> [Work required] Please copy out all of the material below line for line, changing nothing.

(Data lines)
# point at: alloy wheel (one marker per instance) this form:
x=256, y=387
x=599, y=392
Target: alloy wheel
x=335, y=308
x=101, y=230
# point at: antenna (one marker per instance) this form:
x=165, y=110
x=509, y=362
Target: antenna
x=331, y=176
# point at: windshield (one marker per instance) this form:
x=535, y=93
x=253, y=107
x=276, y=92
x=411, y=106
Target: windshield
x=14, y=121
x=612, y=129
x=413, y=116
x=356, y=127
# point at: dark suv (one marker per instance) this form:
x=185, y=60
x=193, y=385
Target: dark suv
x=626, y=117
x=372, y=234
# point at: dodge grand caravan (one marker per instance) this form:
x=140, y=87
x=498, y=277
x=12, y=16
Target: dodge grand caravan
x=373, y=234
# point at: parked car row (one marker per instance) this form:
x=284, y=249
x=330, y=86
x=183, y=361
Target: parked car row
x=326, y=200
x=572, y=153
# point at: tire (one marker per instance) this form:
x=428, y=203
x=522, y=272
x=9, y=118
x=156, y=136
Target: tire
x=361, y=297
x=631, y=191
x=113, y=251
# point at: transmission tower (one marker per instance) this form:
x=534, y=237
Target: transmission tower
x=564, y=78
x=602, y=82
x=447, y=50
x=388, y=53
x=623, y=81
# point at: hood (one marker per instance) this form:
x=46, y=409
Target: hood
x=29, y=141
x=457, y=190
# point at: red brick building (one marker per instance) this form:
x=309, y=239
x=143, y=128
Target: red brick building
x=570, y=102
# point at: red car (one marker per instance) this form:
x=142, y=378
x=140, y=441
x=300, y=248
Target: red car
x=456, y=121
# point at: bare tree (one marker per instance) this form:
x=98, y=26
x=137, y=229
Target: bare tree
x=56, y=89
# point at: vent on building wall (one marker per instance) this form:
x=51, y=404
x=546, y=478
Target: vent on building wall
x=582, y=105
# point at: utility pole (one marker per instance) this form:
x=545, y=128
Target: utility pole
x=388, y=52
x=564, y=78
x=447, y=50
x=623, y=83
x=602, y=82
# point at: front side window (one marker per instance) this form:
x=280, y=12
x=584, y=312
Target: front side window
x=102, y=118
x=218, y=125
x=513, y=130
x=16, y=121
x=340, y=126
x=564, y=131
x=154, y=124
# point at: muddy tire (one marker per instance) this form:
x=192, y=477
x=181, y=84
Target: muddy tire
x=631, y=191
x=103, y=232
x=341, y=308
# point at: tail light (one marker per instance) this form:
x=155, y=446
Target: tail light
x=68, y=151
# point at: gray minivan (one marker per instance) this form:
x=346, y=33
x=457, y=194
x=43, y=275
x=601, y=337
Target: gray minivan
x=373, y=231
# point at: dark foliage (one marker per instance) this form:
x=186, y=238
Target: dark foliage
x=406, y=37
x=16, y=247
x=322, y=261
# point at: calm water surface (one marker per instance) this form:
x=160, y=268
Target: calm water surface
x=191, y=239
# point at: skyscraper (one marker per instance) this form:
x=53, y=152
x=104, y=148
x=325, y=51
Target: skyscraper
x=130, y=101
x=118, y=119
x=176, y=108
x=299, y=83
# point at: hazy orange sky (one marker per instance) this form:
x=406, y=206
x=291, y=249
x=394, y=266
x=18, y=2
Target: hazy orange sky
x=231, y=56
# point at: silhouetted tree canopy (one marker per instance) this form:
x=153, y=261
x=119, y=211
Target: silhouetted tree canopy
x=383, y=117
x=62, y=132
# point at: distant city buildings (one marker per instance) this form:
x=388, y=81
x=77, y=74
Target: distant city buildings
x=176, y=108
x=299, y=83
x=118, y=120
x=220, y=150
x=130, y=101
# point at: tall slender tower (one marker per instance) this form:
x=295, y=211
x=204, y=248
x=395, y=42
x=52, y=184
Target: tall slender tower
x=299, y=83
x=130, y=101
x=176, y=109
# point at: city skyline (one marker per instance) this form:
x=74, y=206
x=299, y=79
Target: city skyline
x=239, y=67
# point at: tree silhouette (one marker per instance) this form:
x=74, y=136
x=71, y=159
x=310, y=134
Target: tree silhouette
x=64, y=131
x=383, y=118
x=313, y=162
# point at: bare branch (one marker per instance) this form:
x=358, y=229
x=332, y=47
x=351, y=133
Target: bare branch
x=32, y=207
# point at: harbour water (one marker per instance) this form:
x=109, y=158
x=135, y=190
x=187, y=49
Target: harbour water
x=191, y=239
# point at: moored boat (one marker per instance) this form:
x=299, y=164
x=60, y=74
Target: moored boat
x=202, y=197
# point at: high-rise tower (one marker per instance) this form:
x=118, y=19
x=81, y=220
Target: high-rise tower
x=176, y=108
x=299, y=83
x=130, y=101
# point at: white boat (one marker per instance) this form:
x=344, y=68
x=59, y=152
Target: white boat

> [Task result]
# point at: alloy wheel (one marker per instance) this form:
x=256, y=387
x=599, y=392
Target: alloy wheel
x=335, y=308
x=101, y=230
# point at: antenna (one marker per instance) this form:
x=165, y=110
x=509, y=362
Target: antenna
x=331, y=176
# point at: windshield (one marker per instance) this form:
x=535, y=93
x=253, y=107
x=276, y=92
x=411, y=106
Target: windshield
x=14, y=121
x=612, y=129
x=413, y=116
x=356, y=127
# point at: dark suv (one marker per instance) this form:
x=185, y=60
x=193, y=385
Target: dark suv
x=626, y=117
x=372, y=234
# point at: dodge grand caravan (one marker per instance) this form:
x=140, y=87
x=498, y=277
x=12, y=16
Target: dodge grand caravan
x=373, y=234
# point at: parked car row (one marker per instance) this form:
x=284, y=249
x=330, y=86
x=183, y=361
Target: parked car row
x=326, y=200
x=572, y=153
# point at: tire (one marker per instance) this form:
x=428, y=203
x=522, y=272
x=9, y=118
x=156, y=136
Target: tire
x=361, y=297
x=631, y=191
x=113, y=251
# point at: transmission tower (one marker per instance) this form:
x=534, y=237
Target: transmission tower
x=564, y=78
x=602, y=82
x=447, y=50
x=388, y=53
x=623, y=81
# point at: hood (one marker per instance) this form:
x=46, y=409
Target: hood
x=29, y=141
x=457, y=190
# point at: red brick building (one marker per instance) this form:
x=309, y=239
x=143, y=128
Target: red brick building
x=570, y=102
# point at: red car (one marker per instance) this form:
x=142, y=378
x=140, y=441
x=300, y=248
Target: red car
x=456, y=121
# point at: bare tree (one marker per instance) this form:
x=98, y=26
x=137, y=229
Target: bare tree
x=56, y=89
# point at: vent on building wall (one marker per instance) this form:
x=51, y=404
x=546, y=478
Target: vent on building wall
x=582, y=105
# point at: utility pole (one marker per instance) this form:
x=545, y=128
Target: utility pole
x=388, y=52
x=564, y=78
x=447, y=50
x=623, y=83
x=602, y=82
# point at: front side window (one marker per instance) this form:
x=280, y=12
x=584, y=312
Target: front side window
x=102, y=118
x=218, y=125
x=513, y=130
x=16, y=121
x=340, y=126
x=564, y=131
x=154, y=124
# point at: muddy tire (one marker per instance) this form:
x=192, y=477
x=181, y=84
Target: muddy tire
x=631, y=191
x=103, y=232
x=341, y=308
# point at: tail light (one marker per instance) this form:
x=155, y=446
Target: tail light
x=68, y=151
# point at: gray minivan (one marker per instance) this form:
x=346, y=33
x=457, y=194
x=43, y=275
x=601, y=337
Target: gray minivan
x=373, y=231
# point at: dark foliage (one marker per instance) this form:
x=186, y=238
Target: dark foliage
x=406, y=37
x=16, y=247
x=322, y=261
# point at: calm water surface (one marker per instance) this form:
x=160, y=268
Target: calm water surface
x=191, y=239
# point at: skyscraper (one marker per instance) this form:
x=53, y=152
x=104, y=148
x=325, y=51
Target: skyscraper
x=130, y=101
x=118, y=119
x=176, y=108
x=299, y=83
# point at: hazy orange sky (one marker per instance) this form:
x=406, y=206
x=291, y=249
x=394, y=266
x=18, y=2
Target: hazy orange sky
x=231, y=56
# point at: silhouetted tree canopy (one marker per instance) this form:
x=153, y=261
x=119, y=211
Target: silhouetted tree canopy
x=383, y=117
x=62, y=132
# point at: distant city buildings (one marker per instance) this form:
x=388, y=81
x=77, y=74
Target: distant city buildings
x=176, y=108
x=299, y=83
x=118, y=120
x=220, y=150
x=130, y=101
# point at: tall slender tower (one marker per instance) this form:
x=295, y=211
x=204, y=248
x=395, y=42
x=52, y=184
Target: tall slender tower
x=299, y=83
x=130, y=101
x=176, y=109
# point at: city skyline (one marker per instance) this form:
x=74, y=206
x=299, y=79
Target: city skyline
x=239, y=67
# point at: tree silhouette (one marker per instance) this form:
x=74, y=136
x=71, y=159
x=310, y=134
Target: tree silhouette
x=64, y=131
x=383, y=118
x=313, y=162
# point at: bare branch (one marker per instance) this form:
x=358, y=229
x=332, y=47
x=351, y=133
Target: bare branch
x=32, y=207
# point at: harbour water (one marker per instance) this form:
x=109, y=158
x=135, y=190
x=187, y=49
Target: harbour water
x=191, y=239
# point at: moored boat (one marker per instance) this form:
x=299, y=164
x=60, y=74
Target: moored boat
x=202, y=197
# point at: high-rise tower (one marker per instance) this form:
x=118, y=19
x=81, y=220
Target: high-rise tower
x=176, y=108
x=299, y=83
x=130, y=101
# point at: white boat (one marker per instance) this form:
x=344, y=68
x=59, y=152
Target: white boat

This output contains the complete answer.